*Page:*
Excavation and Earthwork Safety

Earthwork in engineering is simply the process of moving or displacing parts of the earth’s surface involving quantities of soil, dirt, or unformed rock. The earth may be moved to another location and formed into a desired shape for the purpose of preparing for new construction of roads, railways, causeways, dams, levees, canals, and berms. Typical earthwork in engineering normally consists of excavation and fill or backfill of the area needed. Excavation may be classified by either type of material or purpose or, oftentimes, both.

excavation-safety

Excavation By Material Types:

  • Topsoil excavation

  • Earth excavation

  • Rock excavation

  • Muck excavation – this usually contains excess water and unsuitable soil

  • Unclassified excavation – this is any combination of material types

Excavation By Purpose:

  • Stripping

  • Roadway excavation

  • Drainage or structure excavation

  • Bridge excavation

  • Channel excavation

  • Footing excavation

  • Borrow excavation

  • Dredge excavation

  • Underground excavation

Most often what people think of when the word excavation comes up is heavy equipment digging trenches for whatever reason. It might be your local municipality preparing to add drainage at the side of an existing road or your neighbor digging out a new pond for either livestock or personal use.

pond-excavation

The safety issues involved in any excavation job cannot be stressed enough. Safety is such an important aspect to any excavation project that an entire website is devoted to just this one aspect of excavation and earthwork. In one 2015 article written by Allen Powell in the site’s magazine “Before You Dig,” there is an extraordinary list of the 10 best practices that every excavation contractor should put in place for their next excavation and site preparation job. These 10 things are:

  1. Training of all field employees should be comprehensive and mandatory.

  2. Pre-survey. White line all proposed paths of excavation before the start of any project.

  3. Community Outreach. Have your crew knock on every door on a route, explaining the upcoming work to be done.

  4. Homeowner Association (HOA) Meetings.

  5. Fully staff a 24-hour hotline that alerts location managers each night with a phone call and e-mail regarding unresolved issues.

  6. Daily tailgate meetings at the beginning of each workday.

  7. Air Knives & Vacuum Excavation. Companies that take potholing seriously take the extra time to use tools like air knives that limit the chances of damaging a utility or tracer wire.

  8. When constructing potholes with air knives and vacuums, require the drill foreman to document the depth at which a utility is found in order to guarantee the legal separation distance between the utility being placed and the utility already in place.

  9. After the project is complete, again go door-to-door, leaving behind customer door hangers with contact info for questions or complaints.

  10. Require a damage prevention team to show up on unannounced occasions for real-time audits and post inspections.

earthworks-safety

Along the lines of general safety issues in an excavation project, the number one person to be considered “at risk” is the single worker. The challenges of connecting more closely with any single worker can be numerous and frustrating. In this context, we define single workers as those that are self-directed, not part of your normal cohesive crew, do not regularly interact with co-workers and supervisors, and often on the job in a remote area. These employees generally leave home in the morning and go straight to the work site and return straight home in the evening, and have little – if any – interaction with other team members within their company.

trenching-safety

Most single workers like the fact of their independence and the autonomy that their job provides, and really enjoy working “under the radar.” They make their own decisions each day that ultimately determines their own safety and well-being on the job site. So what, if any, steps can your business take to make sure that the needs and safety of any single worker are addressed? What can you do to ensure the health and safety program and all policies and procedures are being made available to this worker? What tools can you use to engage this worker in order to lessen his or her chances of injuries?

*Material provided:*
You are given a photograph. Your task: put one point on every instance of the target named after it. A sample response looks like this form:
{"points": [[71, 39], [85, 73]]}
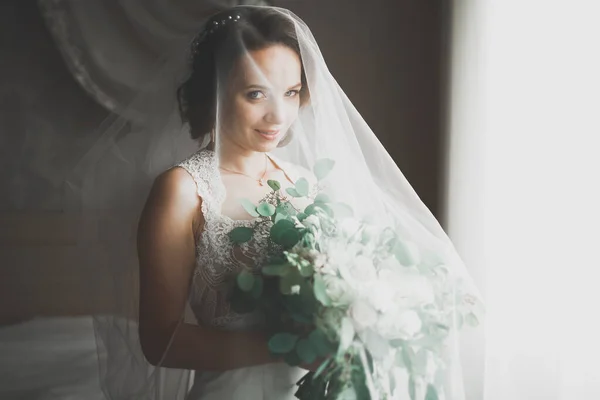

*Task objective:*
Answer these questions from the page on excavation and earthwork safety, one per line:
1. What does muck excavation usually contain?
2. Who wrote the 2015 article in the magazine "Before You Dig"?
3. Who is named as the number one person to be considered "at risk" in an excavation project?

*Worked answer:*
1. Excess water and unsuitable soil
2. Allen Powell
3. The single worker